TASK REQUIREMENTS >>
A faithful transcript of every entry is required; pictures do not belong in it.

Referring expression data
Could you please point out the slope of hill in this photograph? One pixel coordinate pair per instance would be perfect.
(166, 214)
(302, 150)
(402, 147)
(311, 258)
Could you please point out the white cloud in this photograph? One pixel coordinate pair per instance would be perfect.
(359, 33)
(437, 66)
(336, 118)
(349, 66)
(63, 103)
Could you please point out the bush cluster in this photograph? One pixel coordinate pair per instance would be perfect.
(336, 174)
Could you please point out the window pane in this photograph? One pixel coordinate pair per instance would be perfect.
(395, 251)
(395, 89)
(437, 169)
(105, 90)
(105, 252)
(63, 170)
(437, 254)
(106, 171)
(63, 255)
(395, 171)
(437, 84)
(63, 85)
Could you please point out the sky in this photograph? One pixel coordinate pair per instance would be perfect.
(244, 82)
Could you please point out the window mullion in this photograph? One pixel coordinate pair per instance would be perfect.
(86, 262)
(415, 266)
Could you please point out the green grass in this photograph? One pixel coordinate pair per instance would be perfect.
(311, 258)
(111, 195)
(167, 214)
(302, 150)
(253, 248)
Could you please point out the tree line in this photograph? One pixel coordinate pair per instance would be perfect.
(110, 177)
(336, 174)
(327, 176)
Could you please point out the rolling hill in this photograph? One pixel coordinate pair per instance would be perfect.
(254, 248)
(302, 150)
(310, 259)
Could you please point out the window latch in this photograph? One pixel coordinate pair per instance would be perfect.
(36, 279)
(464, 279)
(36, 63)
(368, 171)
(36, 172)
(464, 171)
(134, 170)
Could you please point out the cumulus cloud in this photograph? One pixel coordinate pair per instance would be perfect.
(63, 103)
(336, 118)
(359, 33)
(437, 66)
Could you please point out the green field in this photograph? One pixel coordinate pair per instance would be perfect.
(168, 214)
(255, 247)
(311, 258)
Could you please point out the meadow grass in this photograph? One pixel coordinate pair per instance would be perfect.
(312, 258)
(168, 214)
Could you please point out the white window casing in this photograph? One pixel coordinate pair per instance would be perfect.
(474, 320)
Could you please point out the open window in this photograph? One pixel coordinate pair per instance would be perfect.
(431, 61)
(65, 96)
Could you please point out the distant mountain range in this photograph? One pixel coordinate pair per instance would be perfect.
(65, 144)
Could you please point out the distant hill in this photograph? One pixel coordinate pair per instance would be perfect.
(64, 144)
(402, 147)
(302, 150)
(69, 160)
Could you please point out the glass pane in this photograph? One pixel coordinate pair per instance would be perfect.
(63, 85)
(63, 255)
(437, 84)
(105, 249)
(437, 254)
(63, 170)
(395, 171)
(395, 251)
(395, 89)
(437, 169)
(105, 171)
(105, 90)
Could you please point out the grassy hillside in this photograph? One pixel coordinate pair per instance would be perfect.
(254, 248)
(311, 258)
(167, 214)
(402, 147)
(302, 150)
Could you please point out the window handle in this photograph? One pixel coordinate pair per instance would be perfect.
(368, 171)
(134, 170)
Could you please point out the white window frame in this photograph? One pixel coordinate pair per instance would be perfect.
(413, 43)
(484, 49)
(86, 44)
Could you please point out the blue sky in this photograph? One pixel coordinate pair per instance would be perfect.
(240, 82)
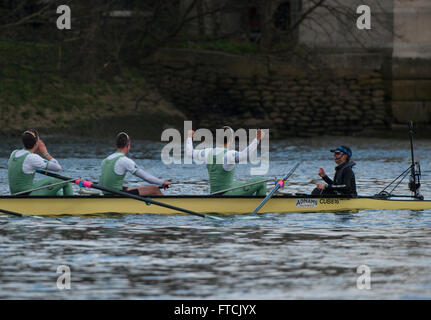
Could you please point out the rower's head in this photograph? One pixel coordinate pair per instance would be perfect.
(30, 138)
(122, 142)
(342, 154)
(228, 137)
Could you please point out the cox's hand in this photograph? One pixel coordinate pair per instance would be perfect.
(260, 134)
(321, 172)
(41, 148)
(166, 185)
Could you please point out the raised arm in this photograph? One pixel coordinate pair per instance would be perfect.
(199, 155)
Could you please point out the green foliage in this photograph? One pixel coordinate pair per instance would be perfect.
(230, 46)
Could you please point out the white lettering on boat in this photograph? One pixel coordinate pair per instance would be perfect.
(306, 202)
(329, 201)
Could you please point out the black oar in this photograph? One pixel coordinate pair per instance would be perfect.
(279, 184)
(16, 214)
(89, 184)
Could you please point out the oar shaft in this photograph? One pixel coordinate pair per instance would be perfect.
(89, 184)
(279, 184)
(267, 197)
(42, 187)
(239, 187)
(16, 214)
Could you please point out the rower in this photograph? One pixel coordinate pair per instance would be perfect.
(221, 171)
(344, 180)
(23, 164)
(116, 165)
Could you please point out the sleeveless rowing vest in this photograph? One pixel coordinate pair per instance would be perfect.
(109, 178)
(18, 180)
(220, 179)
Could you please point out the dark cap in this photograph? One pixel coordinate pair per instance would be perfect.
(343, 149)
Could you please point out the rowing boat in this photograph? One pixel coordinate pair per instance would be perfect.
(228, 205)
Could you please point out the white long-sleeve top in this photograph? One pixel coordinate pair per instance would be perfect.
(230, 158)
(34, 161)
(125, 164)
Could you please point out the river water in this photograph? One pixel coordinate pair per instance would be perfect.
(366, 255)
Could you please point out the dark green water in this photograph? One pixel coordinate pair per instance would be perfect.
(278, 256)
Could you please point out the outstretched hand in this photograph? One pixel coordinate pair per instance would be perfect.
(166, 185)
(260, 134)
(321, 172)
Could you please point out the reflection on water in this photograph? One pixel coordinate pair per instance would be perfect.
(278, 256)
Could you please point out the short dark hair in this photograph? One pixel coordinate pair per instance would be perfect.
(29, 138)
(230, 134)
(122, 140)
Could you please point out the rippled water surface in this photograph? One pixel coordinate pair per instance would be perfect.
(276, 256)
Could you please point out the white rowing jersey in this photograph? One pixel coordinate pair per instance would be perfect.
(125, 164)
(230, 158)
(34, 161)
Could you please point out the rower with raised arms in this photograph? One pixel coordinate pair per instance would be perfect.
(344, 182)
(22, 166)
(116, 166)
(221, 161)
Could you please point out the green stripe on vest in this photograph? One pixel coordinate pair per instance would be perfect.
(18, 180)
(220, 179)
(109, 178)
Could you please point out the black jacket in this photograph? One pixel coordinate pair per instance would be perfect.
(344, 180)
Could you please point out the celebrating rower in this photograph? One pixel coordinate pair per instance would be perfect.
(344, 180)
(22, 166)
(115, 167)
(221, 162)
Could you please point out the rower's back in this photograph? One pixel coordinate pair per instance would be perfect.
(219, 178)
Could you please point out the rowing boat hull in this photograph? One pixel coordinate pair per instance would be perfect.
(90, 205)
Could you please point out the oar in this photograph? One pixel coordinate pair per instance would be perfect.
(242, 186)
(89, 184)
(42, 187)
(278, 185)
(16, 214)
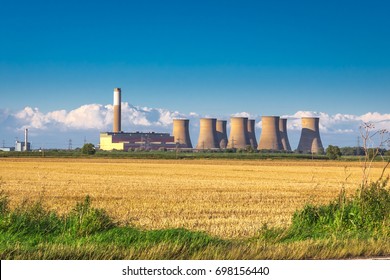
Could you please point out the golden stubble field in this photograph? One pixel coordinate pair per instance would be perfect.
(226, 198)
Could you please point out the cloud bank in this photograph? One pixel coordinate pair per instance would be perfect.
(338, 129)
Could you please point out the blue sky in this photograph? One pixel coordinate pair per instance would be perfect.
(213, 58)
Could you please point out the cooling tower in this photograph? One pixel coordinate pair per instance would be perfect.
(283, 134)
(117, 110)
(208, 134)
(310, 141)
(221, 134)
(238, 138)
(181, 133)
(270, 135)
(252, 134)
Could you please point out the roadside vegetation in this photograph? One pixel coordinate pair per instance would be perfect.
(351, 225)
(355, 227)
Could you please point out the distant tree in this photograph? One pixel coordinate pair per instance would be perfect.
(333, 152)
(88, 149)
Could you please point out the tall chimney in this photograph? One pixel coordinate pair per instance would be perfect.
(310, 141)
(181, 132)
(117, 110)
(252, 134)
(25, 140)
(208, 134)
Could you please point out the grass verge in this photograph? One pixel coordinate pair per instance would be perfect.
(355, 227)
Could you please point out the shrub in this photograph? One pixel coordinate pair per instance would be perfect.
(367, 212)
(333, 152)
(85, 220)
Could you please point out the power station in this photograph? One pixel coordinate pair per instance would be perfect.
(119, 140)
(252, 134)
(208, 138)
(181, 133)
(212, 134)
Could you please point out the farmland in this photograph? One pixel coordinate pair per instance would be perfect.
(223, 198)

THE COMPLETED TASK >>
Could you please point out the slope of hill in this photograph? One pixel coordinate pair per instance would be perfect.
(166, 214)
(302, 150)
(402, 147)
(311, 258)
Could you please point out the white cloud in this photograph? One pixel coordinate pair per instance would be perfect.
(359, 33)
(437, 66)
(336, 118)
(349, 66)
(63, 103)
Could you please point out the bush cluster in this photograph? One pixel coordinate pair per instance would be perfect.
(336, 174)
Could you please point out the window pane in this photograph? One pixel coordinate pair per instance would be perfect.
(395, 251)
(395, 89)
(437, 169)
(105, 90)
(105, 252)
(63, 170)
(437, 254)
(106, 171)
(63, 255)
(395, 171)
(437, 84)
(63, 85)
Could you please point out the sky in this photograph? One pixel coordinate pair per instance would be perfect.
(244, 82)
Could you please point out the window mullion in this photograph? One pixel coordinate pair per instance would be perfect.
(86, 262)
(415, 266)
Could you please point out the green grass in this photograph? One pixel coordinate pair per instance would be perfect.
(311, 258)
(111, 195)
(167, 214)
(302, 150)
(253, 248)
Could you please point out the tree line in this photograph? One pixel coordinate pair per instance would be perfect.
(110, 177)
(336, 174)
(327, 176)
Could you please point out the rolling hill in this photograph? One pixel coordinate pair per instance would be perfect.
(254, 248)
(302, 150)
(310, 259)
Could you please point out the window latch in this photograph? One pixel coordinate pair per instance would be perfect.
(36, 279)
(464, 279)
(36, 63)
(368, 171)
(36, 172)
(464, 171)
(134, 170)
Could you please point out the cumulus cloud in this photograph? One pixel coordinate pair per instance would be perfect.
(63, 103)
(336, 118)
(359, 33)
(437, 66)
Could you please point out the green field in this photograph? One pixel coordinate pair per instance would be perfect.
(168, 214)
(255, 247)
(311, 258)
Could you please point out the meadow grass in this photograph? One pixel coordinate pair per instance would be perfect.
(312, 258)
(168, 214)
Could you please point out the white window casing in this photograph? One pixel coordinate pair per instance would be perfect.
(474, 320)
Could you please point out the open window in this photograph? One pixel coordinate pair per instance would be perfect.
(431, 61)
(65, 96)
Could you please point out the distant mountain range in this photograph? One pixel coordinate pair per instance would be perfect.
(65, 144)
Could you please point out the distant hill in this photograph? One pixel coordinate pair per instance would be perfect.
(64, 144)
(402, 147)
(302, 150)
(69, 160)
Could you please point out the glass pane in this photograph? One pixel coordinate pair per instance would be perfect.
(63, 85)
(63, 255)
(437, 84)
(105, 249)
(437, 254)
(63, 170)
(395, 171)
(395, 251)
(395, 89)
(437, 169)
(105, 171)
(105, 90)
Could you please point out the grassy hillside in this photograph? One pixel coordinate pair per instance would be perfect.
(254, 248)
(311, 258)
(167, 214)
(402, 147)
(302, 150)
Could you please point out the window handle in this photograph? One pixel coordinate pair per instance would be perfect.
(368, 171)
(134, 170)
Could you please point out the white window frame in this photograph? One pixel coordinate pair per instance would be perfect.
(413, 43)
(484, 49)
(86, 44)
Could you please point out the blue sky in this photograph? One pixel coordinate pair per instance would be perfect.
(240, 82)
Could you please point out the rower's head in this photograph? One pixel coordinate pair per instance would be perfect.
(30, 138)
(122, 142)
(342, 154)
(228, 137)
Could you please point out the cox's hand in this photograph? One pixel coordinate pair per instance would be perfect.
(260, 134)
(321, 172)
(41, 148)
(166, 185)
Could you please point out the raised arm in this photograph? One pixel coordinate pair per instance would be perfect.
(199, 155)
Could you please point out the green foliage in this photograph? One pixel coordinate pair per instance would be perfect.
(230, 46)
Could you please point out the white lettering on boat in this photograph? One pixel coordinate pair per instance would be perfect.
(306, 202)
(329, 201)
Could you please point out the black oar in this photograph? One pixel coordinate pair per instance would be perfect.
(279, 184)
(16, 214)
(89, 184)
Could you please point out the oar shaft in this photograph? One pixel coordinate pair per instance would be perfect.
(89, 184)
(279, 184)
(267, 197)
(42, 187)
(239, 187)
(16, 214)
Could you please point out the rower in this photograph? One pixel coordinate pair per instance would be perfect.
(221, 171)
(344, 180)
(23, 164)
(116, 165)
Could you please point out the sleeveless rowing vest in this photograph? One pixel coordinate pair per instance would be perfect.
(109, 178)
(18, 180)
(220, 179)
Could you please point out the dark cap in this photograph? One pixel coordinate pair per instance would be perfect.
(343, 149)
Could you please point out the rowing boat in this photograph? One pixel coordinate pair per instance would be perfect.
(228, 205)
Could you please point out the white long-sleeve top in this photograph? One pixel coordinate pair per instance would be perfect.
(230, 158)
(34, 161)
(125, 164)
Could you please point out the river water in this photograph? One pixel coordinate pair per instance would be perfect.
(366, 255)
Could you please point out the dark green water in this photograph? One pixel coordinate pair per instance would be perfect.
(278, 256)
Could you please point out the outstretched hand in this photograph? One pixel coordinate pair per instance would be perfect.
(166, 185)
(260, 134)
(321, 172)
Could you please point out the reflection on water in this photograph? One pixel coordinate pair per instance would be perfect.
(278, 256)
Could you please point out the short dark hair in this photograph? One pixel coordinate pair per instance would be perfect.
(29, 138)
(230, 134)
(122, 140)
Could you please point out the rippled water surface in this photograph? One pixel coordinate pair per instance would be perfect.
(276, 256)
Could you please point out the white rowing jersey in this photograph? One pixel coordinate pair per instance would be perfect.
(125, 164)
(230, 158)
(34, 161)
Could you please point out the rower with raised arms in this photograph? One pixel coordinate pair per instance would be perfect.
(344, 182)
(22, 166)
(116, 166)
(221, 161)
Could you please point out the green stripe on vest in this photograph? One pixel coordinate pair per instance would be perfect.
(18, 180)
(220, 179)
(109, 178)
Could you please point out the black jacket in this photograph? One pixel coordinate pair per instance would be perfect.
(344, 180)
Could you please point out the celebrating rower in this photograph? One pixel coordinate pair per instance would be perfect.
(344, 180)
(22, 166)
(115, 167)
(221, 162)
Could you please point out the rower's back in this photograph? One pixel coordinate pair per instance would be perfect.
(219, 178)
Could you please point out the rowing boat hull in this photograph? One pixel coordinate pair per instance would be perfect.
(90, 205)
Could you please point out the oar in this photograph? One pixel coordinate pair per instance would be perfect.
(242, 186)
(89, 184)
(42, 187)
(278, 185)
(16, 214)
Could you please point out the golden stubble field in this photograph? One pixel coordinate pair per instance would be perfect.
(226, 198)
Could you please point out the cloud bank in this photograph? One pixel coordinate pair per instance would be perfect.
(338, 129)
Could you please point out the blue sky in this photograph? One pixel coordinate pair per instance would be perfect.
(213, 58)
Could you please point out the cooling tower in this photograph? One pixel coordinate pair per instance would be perfect.
(283, 134)
(117, 110)
(208, 134)
(310, 141)
(221, 134)
(238, 138)
(181, 133)
(270, 135)
(252, 134)
Could you please point out the roadside vegetation in this photograph? One pixel coordinate pair per instance would be perfect.
(351, 225)
(355, 227)
Could you please point out the distant tree in this photograph? One pixel coordinate pair per instance would be perfect.
(333, 152)
(88, 149)
Could you please point out the tall chimney in this photograph? One pixel coordinate pair per instance would be perfect.
(310, 141)
(181, 132)
(117, 110)
(252, 134)
(25, 140)
(208, 134)
Could you please point out the grass verge in this photograph? One pixel coordinate pair per instance would be perfect.
(355, 227)
Could you please point out the shrub in this photograph? One pixel coordinate pair per instance would be perfect.
(367, 212)
(333, 152)
(85, 220)
Could you please point out the power station in this photograph? One pixel coordinate pair per instance would be perfect.
(119, 140)
(252, 134)
(208, 138)
(181, 133)
(212, 134)
Could you please point out the farmland in this photograph? One pixel coordinate pair per instance would be perfect.
(223, 198)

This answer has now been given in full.